Position annotation records:
+--

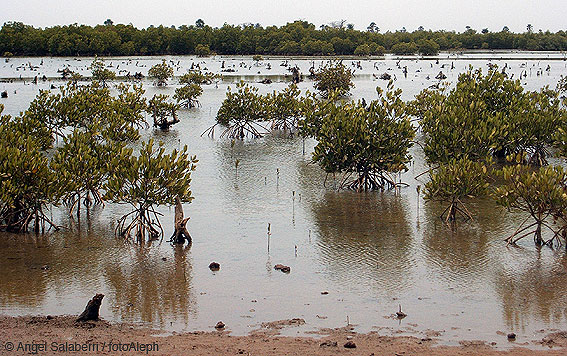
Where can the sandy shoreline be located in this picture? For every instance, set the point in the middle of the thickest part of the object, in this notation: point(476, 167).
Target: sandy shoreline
point(62, 335)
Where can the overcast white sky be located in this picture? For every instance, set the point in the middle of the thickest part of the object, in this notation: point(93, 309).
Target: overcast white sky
point(388, 14)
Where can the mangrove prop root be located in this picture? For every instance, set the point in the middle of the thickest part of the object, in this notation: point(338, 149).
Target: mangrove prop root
point(180, 234)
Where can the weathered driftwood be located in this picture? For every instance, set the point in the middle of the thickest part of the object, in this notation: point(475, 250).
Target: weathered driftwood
point(180, 234)
point(92, 309)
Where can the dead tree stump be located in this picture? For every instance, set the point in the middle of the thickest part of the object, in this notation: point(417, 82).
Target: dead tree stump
point(180, 234)
point(92, 309)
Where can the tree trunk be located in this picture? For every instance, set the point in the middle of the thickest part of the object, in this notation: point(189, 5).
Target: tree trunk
point(537, 237)
point(92, 309)
point(180, 234)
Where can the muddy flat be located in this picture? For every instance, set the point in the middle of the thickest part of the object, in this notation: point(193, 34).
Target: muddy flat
point(63, 335)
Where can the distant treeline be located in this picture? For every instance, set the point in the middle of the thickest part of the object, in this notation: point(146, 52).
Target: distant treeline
point(297, 38)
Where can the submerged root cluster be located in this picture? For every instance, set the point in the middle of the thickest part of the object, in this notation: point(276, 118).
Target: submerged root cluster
point(142, 222)
point(368, 181)
point(239, 130)
point(456, 207)
point(535, 230)
point(19, 218)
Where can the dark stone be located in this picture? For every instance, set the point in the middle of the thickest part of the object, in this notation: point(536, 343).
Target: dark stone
point(92, 309)
point(213, 266)
point(328, 343)
point(350, 345)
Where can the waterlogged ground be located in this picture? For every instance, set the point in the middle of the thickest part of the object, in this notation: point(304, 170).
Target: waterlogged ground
point(370, 252)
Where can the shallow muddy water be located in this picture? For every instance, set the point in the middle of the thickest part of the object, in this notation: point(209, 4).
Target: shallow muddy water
point(371, 252)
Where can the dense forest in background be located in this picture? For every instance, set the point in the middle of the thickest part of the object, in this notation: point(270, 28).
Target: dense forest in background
point(297, 38)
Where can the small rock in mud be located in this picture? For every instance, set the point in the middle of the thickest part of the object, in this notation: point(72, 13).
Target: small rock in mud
point(284, 269)
point(280, 324)
point(350, 345)
point(328, 344)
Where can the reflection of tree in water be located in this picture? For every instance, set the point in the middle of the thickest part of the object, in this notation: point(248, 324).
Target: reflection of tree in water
point(263, 164)
point(23, 282)
point(537, 289)
point(461, 252)
point(364, 239)
point(33, 267)
point(151, 289)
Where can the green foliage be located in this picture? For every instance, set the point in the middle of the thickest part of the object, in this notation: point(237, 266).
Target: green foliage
point(362, 50)
point(487, 115)
point(541, 193)
point(333, 77)
point(161, 110)
point(241, 111)
point(562, 85)
point(81, 166)
point(367, 142)
point(82, 106)
point(294, 38)
point(187, 95)
point(455, 181)
point(161, 72)
point(404, 48)
point(428, 48)
point(284, 108)
point(26, 182)
point(100, 73)
point(198, 77)
point(146, 181)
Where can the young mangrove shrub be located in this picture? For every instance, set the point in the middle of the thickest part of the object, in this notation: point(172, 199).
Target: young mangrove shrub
point(202, 50)
point(100, 73)
point(487, 114)
point(151, 179)
point(456, 181)
point(365, 143)
point(161, 110)
point(161, 72)
point(81, 106)
point(186, 96)
point(198, 77)
point(81, 166)
point(334, 76)
point(241, 113)
point(27, 185)
point(541, 193)
point(284, 108)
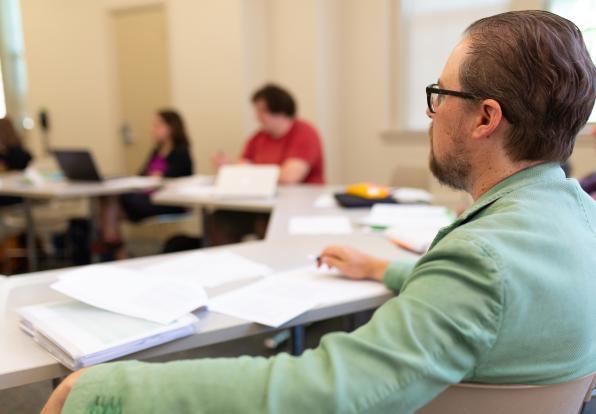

+--

__Written exercise__
Render the entries above as a numbered list with no blank lines. Leave the pictures out.

__Result for this exercise__
1. Where can the sandy shoreline be located in this picture? For every instance, set the point in the middle of the thickest part of the object, in this notation: point(476, 167).
2. Target: sandy shoreline
3. point(62, 335)
4. Where can the overcast white sky be located in this picture? For every instance, set the point in the middle of the thickest part of the object, in this notation: point(93, 309).
5. Target: overcast white sky
6. point(388, 14)
7. Where can the mangrove prop root be located in this picture? For every instance, set the point in the middle of the thickest part of the object, in this notation: point(338, 149).
8. Target: mangrove prop root
9. point(180, 234)
10. Where can the weathered driftwood be located in this picture? For every instance, set the point in the middle of the thickest part of the object, in this notation: point(475, 250).
11. Target: weathered driftwood
12. point(180, 234)
13. point(92, 309)
14. Where can the dead tree stump be located in this picture? For every instance, set the point in the middle of the thickest part of the object, in this notation: point(417, 82).
15. Target: dead tree stump
16. point(180, 234)
17. point(92, 309)
18. Where can the tree trunk be located in this picture? For every instance, set the point in the middle of the thickest part of the object, in this notation: point(189, 5).
19. Target: tree trunk
20. point(537, 237)
21. point(92, 309)
22. point(180, 234)
23. Where can the muddy flat be located in this picture? For every instance, set the point in the middle of the thickest part of the object, in this notation: point(193, 34).
24. Target: muddy flat
25. point(63, 335)
26. Where can the distant treeline be located in this picture? For every instance, set the point in the middle of the thickest part of the object, in this notation: point(146, 52).
27. Target: distant treeline
28. point(297, 38)
29. Where can the submerged root cluster be located in this picture? For every instance, set the point in the middle of the thickest part of the object, in this notation: point(276, 118).
30. Target: submerged root cluster
31. point(142, 222)
32. point(368, 181)
33. point(239, 130)
34. point(456, 207)
35. point(535, 230)
36. point(19, 218)
37. Where can the dark stone be located in this picture? For every instance, set the point in the middle of the thickest part of the object, in this notation: point(536, 343).
38. Target: dark stone
39. point(92, 309)
40. point(213, 266)
41. point(328, 343)
42. point(350, 345)
43. Where can the waterlogged ground be located in this picture? For every instance, set the point in the middle of the thickest part of the object, in this notation: point(304, 170).
44. Target: waterlogged ground
45. point(370, 252)
46. Where can the shallow muddy water be located in this picture? For every instance, set the point in the middle of the thickest part of the object, in this notation: point(209, 4).
47. Target: shallow muddy water
48. point(371, 252)
49. Where can the dense forest in background be located in this picture? For every instance, set the point in the middle of the thickest part of the object, in this notation: point(270, 28).
50. Target: dense forest in background
51. point(297, 38)
52. Where can the small rock in mud be located in this picture? For every instance, set the point in the middle of the thickest part of the object, in this notation: point(72, 13).
53. Target: small rock in mud
54. point(284, 269)
55. point(280, 324)
56. point(350, 345)
57. point(328, 344)
58. Where can the reflection of tree in water be located in this picture? For every instance, set the point in the middle of the thickest part of the object, in this notation: point(248, 324).
59. Target: reflection of tree in water
60. point(263, 164)
61. point(23, 282)
62. point(537, 289)
63. point(461, 252)
64. point(364, 239)
65. point(33, 267)
66. point(151, 289)
67. Where can the green foliage be located in this picture? For every instance, set the point in the middle of the thickest part of the object, in this notation: point(237, 266).
68. Target: green foliage
69. point(362, 50)
70. point(487, 115)
71. point(541, 193)
72. point(333, 77)
73. point(161, 110)
74. point(241, 111)
75. point(562, 85)
76. point(81, 166)
77. point(367, 142)
78. point(82, 106)
79. point(294, 38)
80. point(187, 95)
81. point(455, 181)
82. point(161, 72)
83. point(404, 48)
84. point(428, 48)
85. point(284, 108)
86. point(26, 182)
87. point(100, 73)
88. point(198, 77)
89. point(146, 181)
90. Where can the young mangrove shrub be located in this picture? For every instance, set the point in the middle of the thickest part of the object, in this notation: point(172, 199).
91. Target: young mangrove shrub
92. point(202, 50)
93. point(100, 73)
94. point(487, 114)
95. point(151, 179)
96. point(456, 181)
97. point(365, 143)
98. point(161, 110)
99. point(161, 72)
100. point(81, 106)
101. point(186, 96)
102. point(198, 77)
103. point(81, 166)
104. point(334, 76)
105. point(241, 113)
106. point(27, 185)
107. point(541, 193)
108. point(284, 108)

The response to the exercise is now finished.